Tasks to carry out
a – In the forum thread about wiring an m-unit into a bike, what does the second post say installing the m.unit essentially is?
b – Print everything in the forum thread about wiring an m-unit from "I would be VERY" down to "not even try.".

Passage given
----------------------------------------

I would be VERY cautious about trying to pull an m-unit into the schematic for anything with a modern ECU. There are masses of components that the ECU requires and also feeds. Just fitted an M-unit to an older bike and yes! it's a fine thing. But tie it into an R3's electrics is something I would rather not even try.
Following the stock wiring diagram and ensuring anything that only interacts with the ECU now only reacts with the ECU after installation of the m.unit (essentially a swap of the fuse panel) feels like a complex thing to attempt, but when you consider that it's just the same act of switching (1) wire completed over and over and over, this is not a difficult swap to make. I'm going to do it the same way we estimate electrical systems in buildings; eat the elephant one bite at a time. <3 TY for the heads up though, and I will definitely be reaching out to you when I burn both the m.unit and the ECU in a blaze of hubris. lol
What type of R/R are you replacing with?
Are these genuine Shindengen parts or EBay clones of OEM?

----------------------------------------

Listed entries
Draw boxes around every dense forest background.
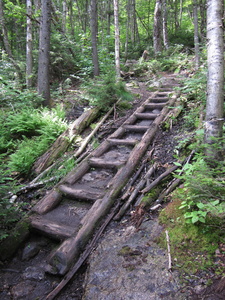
[0,0,225,276]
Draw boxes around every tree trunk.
[162,0,169,49]
[26,0,33,89]
[193,0,200,70]
[153,0,162,56]
[91,0,99,76]
[37,0,51,106]
[113,0,120,78]
[0,0,23,83]
[62,0,68,33]
[205,0,224,160]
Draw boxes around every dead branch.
[165,230,172,271]
[74,101,119,157]
[114,163,157,220]
[33,108,99,174]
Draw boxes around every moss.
[141,186,161,207]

----------------------------------------

Exercise results
a – A swap of the fuse panel.

b –
I would be VERY cautious about trying to pull an m-unit into the schematic for anything with a modern ECU. There are masses of components that the ECU requires and also feeds. Just fitted an M-unit to an older bike and yes! it's a fine thing. But tie it into an R3's electrics is something I would rather not even try.